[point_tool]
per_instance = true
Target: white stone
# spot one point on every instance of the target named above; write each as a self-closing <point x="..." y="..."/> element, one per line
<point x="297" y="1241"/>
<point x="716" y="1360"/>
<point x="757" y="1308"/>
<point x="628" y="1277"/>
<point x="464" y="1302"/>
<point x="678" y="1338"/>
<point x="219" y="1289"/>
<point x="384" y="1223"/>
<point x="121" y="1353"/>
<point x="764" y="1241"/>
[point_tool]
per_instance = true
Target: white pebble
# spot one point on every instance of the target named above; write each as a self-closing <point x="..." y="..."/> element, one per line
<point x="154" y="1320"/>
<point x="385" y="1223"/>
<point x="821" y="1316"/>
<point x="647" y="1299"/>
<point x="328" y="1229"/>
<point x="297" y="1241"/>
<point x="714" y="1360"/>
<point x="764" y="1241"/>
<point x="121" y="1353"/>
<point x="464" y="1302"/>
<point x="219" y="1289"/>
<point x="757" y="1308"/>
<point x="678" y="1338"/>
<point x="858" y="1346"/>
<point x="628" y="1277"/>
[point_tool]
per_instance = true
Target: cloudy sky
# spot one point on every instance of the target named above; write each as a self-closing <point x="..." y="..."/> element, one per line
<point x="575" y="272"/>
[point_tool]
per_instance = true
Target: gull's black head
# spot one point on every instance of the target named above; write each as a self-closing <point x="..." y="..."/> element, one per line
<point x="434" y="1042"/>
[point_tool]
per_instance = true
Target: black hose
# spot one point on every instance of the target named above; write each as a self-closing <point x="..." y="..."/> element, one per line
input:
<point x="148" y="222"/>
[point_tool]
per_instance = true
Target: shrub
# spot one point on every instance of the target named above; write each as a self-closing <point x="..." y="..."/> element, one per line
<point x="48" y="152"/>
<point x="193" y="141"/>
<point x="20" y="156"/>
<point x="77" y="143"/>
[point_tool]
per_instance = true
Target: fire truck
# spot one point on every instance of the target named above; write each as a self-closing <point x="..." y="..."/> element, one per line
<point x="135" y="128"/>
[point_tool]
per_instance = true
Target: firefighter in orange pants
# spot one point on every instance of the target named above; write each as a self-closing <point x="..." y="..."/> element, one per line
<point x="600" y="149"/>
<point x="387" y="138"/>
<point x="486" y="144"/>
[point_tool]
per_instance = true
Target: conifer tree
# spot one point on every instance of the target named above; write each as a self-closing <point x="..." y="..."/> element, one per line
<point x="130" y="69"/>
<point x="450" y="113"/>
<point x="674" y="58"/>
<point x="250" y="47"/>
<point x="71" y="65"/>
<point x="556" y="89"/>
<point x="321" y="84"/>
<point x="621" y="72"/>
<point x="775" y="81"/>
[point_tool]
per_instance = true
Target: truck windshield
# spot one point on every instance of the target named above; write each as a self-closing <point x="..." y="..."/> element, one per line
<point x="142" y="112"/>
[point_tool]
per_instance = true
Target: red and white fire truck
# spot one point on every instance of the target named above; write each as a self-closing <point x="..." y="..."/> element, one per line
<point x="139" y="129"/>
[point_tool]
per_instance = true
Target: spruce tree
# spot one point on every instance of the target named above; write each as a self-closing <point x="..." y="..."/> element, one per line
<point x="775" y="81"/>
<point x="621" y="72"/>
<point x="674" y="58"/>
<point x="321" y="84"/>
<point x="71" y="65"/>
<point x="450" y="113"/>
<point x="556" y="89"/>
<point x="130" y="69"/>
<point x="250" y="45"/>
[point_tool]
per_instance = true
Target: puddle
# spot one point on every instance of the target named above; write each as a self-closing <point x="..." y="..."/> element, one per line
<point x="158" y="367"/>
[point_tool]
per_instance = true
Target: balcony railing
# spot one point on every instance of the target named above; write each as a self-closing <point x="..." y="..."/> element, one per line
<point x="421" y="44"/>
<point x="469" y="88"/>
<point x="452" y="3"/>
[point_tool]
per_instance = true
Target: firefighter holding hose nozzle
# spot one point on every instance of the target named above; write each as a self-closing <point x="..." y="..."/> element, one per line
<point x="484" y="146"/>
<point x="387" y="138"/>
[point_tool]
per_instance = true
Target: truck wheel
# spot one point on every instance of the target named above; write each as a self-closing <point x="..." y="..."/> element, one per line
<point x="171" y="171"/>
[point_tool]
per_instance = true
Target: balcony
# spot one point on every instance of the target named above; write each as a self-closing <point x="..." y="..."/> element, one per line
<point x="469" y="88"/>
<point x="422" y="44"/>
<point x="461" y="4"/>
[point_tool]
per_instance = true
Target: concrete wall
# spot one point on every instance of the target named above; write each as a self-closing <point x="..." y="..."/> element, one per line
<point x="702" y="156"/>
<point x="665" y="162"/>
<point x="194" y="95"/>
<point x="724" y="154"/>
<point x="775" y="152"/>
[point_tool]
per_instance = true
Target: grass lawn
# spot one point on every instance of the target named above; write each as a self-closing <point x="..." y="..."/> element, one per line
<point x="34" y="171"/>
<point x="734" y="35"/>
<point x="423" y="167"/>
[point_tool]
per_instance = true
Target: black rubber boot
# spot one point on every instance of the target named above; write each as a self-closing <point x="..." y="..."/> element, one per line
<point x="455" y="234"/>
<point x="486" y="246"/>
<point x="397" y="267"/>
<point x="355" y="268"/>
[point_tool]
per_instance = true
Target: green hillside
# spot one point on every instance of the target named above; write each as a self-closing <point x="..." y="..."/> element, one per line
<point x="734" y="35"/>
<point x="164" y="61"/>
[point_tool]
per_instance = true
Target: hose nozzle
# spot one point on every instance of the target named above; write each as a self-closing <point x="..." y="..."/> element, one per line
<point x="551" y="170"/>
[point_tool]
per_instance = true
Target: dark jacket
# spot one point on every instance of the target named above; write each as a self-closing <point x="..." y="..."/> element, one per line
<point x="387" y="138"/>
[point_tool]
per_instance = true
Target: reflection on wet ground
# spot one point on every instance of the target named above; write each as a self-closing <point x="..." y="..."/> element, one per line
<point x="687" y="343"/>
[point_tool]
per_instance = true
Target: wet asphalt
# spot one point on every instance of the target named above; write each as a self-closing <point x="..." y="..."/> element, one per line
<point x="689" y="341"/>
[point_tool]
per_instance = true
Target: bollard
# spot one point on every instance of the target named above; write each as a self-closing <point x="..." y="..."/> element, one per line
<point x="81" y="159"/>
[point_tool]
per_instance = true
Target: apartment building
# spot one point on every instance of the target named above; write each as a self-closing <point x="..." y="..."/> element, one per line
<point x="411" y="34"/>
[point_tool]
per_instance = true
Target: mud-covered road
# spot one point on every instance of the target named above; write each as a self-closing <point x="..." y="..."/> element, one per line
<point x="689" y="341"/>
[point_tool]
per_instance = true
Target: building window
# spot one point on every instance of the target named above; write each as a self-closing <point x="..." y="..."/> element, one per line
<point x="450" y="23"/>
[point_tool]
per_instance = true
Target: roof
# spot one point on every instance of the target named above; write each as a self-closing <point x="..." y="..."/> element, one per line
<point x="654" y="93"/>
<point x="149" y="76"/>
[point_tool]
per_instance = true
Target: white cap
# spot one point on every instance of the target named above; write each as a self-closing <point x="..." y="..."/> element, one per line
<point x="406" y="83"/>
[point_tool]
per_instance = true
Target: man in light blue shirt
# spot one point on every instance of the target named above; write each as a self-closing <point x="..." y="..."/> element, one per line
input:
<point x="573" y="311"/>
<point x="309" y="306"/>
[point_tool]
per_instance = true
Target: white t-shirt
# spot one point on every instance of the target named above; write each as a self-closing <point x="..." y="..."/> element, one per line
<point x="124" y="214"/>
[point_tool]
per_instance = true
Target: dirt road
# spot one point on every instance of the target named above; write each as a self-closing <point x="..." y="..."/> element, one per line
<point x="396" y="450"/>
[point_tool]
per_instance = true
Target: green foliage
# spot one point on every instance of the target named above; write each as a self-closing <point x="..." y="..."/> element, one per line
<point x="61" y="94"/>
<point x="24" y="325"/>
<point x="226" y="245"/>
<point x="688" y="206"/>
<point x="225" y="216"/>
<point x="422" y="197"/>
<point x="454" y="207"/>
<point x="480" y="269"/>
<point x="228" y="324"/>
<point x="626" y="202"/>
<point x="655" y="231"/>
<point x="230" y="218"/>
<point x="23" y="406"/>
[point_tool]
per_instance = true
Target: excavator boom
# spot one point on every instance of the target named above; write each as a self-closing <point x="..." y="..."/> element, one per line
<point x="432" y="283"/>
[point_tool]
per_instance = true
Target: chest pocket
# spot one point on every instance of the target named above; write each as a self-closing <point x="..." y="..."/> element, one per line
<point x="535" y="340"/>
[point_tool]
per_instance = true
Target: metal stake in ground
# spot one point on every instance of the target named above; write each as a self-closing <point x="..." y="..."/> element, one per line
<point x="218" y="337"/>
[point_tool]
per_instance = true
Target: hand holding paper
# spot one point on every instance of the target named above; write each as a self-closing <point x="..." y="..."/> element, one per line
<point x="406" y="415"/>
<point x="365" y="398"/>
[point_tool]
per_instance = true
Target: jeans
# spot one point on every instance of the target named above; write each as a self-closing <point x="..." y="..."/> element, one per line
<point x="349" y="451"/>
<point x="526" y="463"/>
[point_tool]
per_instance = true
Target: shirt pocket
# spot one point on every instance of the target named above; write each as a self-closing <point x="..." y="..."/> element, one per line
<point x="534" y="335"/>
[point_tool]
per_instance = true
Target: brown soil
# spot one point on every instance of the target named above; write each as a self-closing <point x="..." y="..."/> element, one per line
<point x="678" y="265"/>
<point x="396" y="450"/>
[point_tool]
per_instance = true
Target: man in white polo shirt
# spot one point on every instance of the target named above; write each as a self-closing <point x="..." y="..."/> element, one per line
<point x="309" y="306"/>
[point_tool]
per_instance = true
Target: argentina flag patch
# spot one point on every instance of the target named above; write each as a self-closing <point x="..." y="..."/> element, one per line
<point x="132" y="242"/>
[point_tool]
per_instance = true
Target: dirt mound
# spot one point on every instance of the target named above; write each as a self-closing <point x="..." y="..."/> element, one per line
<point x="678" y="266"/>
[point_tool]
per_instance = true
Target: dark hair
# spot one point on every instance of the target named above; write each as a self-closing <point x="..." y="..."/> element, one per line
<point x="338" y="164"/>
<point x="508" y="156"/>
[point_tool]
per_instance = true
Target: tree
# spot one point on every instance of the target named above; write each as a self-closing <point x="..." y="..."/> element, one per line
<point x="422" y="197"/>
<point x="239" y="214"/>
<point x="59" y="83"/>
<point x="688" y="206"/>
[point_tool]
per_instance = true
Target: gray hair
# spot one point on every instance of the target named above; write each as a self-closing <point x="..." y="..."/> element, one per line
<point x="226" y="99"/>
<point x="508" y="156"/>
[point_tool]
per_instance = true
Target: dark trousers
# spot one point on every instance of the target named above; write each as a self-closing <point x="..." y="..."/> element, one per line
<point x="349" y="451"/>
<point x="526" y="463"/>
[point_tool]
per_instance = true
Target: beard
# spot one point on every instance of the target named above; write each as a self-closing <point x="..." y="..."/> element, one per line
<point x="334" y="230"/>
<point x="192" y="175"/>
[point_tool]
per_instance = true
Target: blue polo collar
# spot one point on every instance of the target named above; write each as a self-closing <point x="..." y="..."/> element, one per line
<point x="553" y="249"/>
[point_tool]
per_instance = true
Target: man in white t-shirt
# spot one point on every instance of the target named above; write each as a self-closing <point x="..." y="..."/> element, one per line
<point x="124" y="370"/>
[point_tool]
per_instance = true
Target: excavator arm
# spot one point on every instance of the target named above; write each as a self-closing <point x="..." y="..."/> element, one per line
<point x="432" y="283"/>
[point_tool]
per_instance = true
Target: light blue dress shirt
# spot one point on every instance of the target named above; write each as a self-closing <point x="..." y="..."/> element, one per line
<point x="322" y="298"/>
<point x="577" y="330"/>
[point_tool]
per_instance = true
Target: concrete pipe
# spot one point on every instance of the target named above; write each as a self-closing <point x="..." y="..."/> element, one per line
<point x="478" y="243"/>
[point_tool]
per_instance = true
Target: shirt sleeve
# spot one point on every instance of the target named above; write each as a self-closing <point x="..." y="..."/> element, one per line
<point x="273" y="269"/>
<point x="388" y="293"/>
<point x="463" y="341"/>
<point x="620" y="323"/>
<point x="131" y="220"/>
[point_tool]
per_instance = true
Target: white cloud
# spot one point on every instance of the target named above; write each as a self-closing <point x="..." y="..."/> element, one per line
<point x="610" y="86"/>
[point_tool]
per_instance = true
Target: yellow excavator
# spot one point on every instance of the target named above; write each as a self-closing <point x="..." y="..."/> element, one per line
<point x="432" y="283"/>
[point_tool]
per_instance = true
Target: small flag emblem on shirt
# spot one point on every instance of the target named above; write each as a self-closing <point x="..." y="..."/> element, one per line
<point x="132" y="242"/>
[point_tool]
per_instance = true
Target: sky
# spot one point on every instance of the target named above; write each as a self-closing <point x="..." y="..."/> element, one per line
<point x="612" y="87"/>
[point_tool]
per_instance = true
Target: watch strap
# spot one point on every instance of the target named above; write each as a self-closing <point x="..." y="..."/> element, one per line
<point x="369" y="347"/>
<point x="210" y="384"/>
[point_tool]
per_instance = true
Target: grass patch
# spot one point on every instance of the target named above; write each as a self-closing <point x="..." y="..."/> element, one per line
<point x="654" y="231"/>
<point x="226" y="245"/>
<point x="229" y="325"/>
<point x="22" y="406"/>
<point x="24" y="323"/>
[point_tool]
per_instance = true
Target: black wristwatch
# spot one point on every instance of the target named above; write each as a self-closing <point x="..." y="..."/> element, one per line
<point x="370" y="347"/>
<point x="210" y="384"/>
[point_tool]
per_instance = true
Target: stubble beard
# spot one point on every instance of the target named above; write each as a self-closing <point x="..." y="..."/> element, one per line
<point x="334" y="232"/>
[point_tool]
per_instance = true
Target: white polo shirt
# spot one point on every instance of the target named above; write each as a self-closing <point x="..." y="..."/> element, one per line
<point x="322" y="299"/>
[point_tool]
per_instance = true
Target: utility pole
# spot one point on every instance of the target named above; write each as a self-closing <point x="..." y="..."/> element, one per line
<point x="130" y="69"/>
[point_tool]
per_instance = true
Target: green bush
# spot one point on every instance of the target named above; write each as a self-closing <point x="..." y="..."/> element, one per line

**AIM OF THE TASK:**
From the first line of the listing above to the line that contains "Target: white pebble", inclusive, restate every line word for word. Nothing else belongs in the answer.

**RESPONSE BOX:**
[point_tool]
per_instance = true
Target: white stone
# spot one point on every instance of the target named above; write each as a self-closing <point x="..." y="..."/> element, one per line
<point x="297" y="1241"/>
<point x="716" y="1360"/>
<point x="757" y="1308"/>
<point x="628" y="1277"/>
<point x="464" y="1302"/>
<point x="678" y="1338"/>
<point x="219" y="1289"/>
<point x="384" y="1223"/>
<point x="121" y="1353"/>
<point x="764" y="1241"/>
[point_tool]
per_instance = true
Target: white pebble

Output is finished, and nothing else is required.